* [USING THE INFORMATION]:
[A] In the reflective essay below, reproduce the stretch from "However, when applied" through "far more quickly." word for word.
[B] List every section heading that appears in the reflective essay below.

* [DOCUMENT TEXT]:
..........

This was a hard pill to swallow. Despite my social media presence, I’ve been spending quite a lot of time in solitude. Most days I come home just to spend time in silence with my own thoughts. I don’t turn the TV on. On occasion I may even play instrumental music. This minor routine has given me the most clarity and focus that I’ve never had in my life. My creativity has kicked into overdrive. I’ve taken all focus off of relationships to focus on my health and pursuing my passions whole-heartedly. I realized that solitude was actually the void that needed to be filled in my life before I can be open to receive anything else such as love or even success.

For me, these words don’t necessarily have to apply to romantic love. In solitude I was able to rediscover the love that I was neglecting to give myself. I found myself falling in love with me all over again. It’s also allowed me the opportunity to reflect, forgive myself and move forward from the moment and actions that proved that I wasn’t loving myself.

However, when applied to romantic love, I could also relate. I’ve been reflecting like hell. It’s amazing what we miss when we are caught up in the moment. I am able to see past relationships at face value. Strange right? It’s helped me realize that I’ve only ever loved one person unconditionally (or it could have been stupidity) and how dangerous of a state it is to be in so I need to treat unconditional love more delicately.

Change

Everything changes whether we accept and recognize it or not. The Universe has a funny way of telling you everything that you need to hear at the moment you need to hear it.

img_1346

And to those who believe that adventures are dangerous, I say, try routine; that kills you far more quickly.

As it stands I spend forty hours of my life ever week pursuing the passions of someone else when I could be working on my own. It was confirmation that the time has come for me to transition out of my current role.

Direction

Because ever since your goal found out that you were traveling toward it, it has been running to meet you.

I cried when I read this. I cried because I was overwhelmed and overjoyed. I kept rereading and crying even harder. I’ve been putting so much time into this blog, into my poetry, into my writing in general. I’ve also been laying the foundation for Pretty Dope Right? to expand to other areas of interest and the journey is becoming easier. More opportunities are presenting themselves for me to showcase my gift.

Love

Life is too short for us to keep important words like “I love you” locked in our hearts.

Maybe I just give love too freely. I’ve always wondered how and why other people don’t. Other people give up on it. I likely never will. I think what drives me is knowing that one day I’ll actually get it right and everything else in between was just a warmup.

..........

* [DATASET SECTION]:
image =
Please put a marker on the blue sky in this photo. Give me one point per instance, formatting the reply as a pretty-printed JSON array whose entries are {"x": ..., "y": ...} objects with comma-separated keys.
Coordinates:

..........

* [RESPONSES BY TASK]:
[A]
However, when applied to romantic love, I could also relate. I’ve been reflecting like hell. It’s amazing what we miss when we are caught up in the moment. I am able to see past relationships at face value. Strange right? It’s helped me realize that I’ve only ever loved one person unconditionally (or it could have been stupidity) and how dangerous of a state it is to be in so I need to treat unconditional love more delicately.

Change

Everything changes whether we accept and recognize it or not. The Universe has a funny way of telling you everything that you need to hear at the moment you need to hear it.

img_1346

And to those who believe that adventures are dangerous, I say, try routine; that kills you far more quickly.

[B]
Change
Direction
Love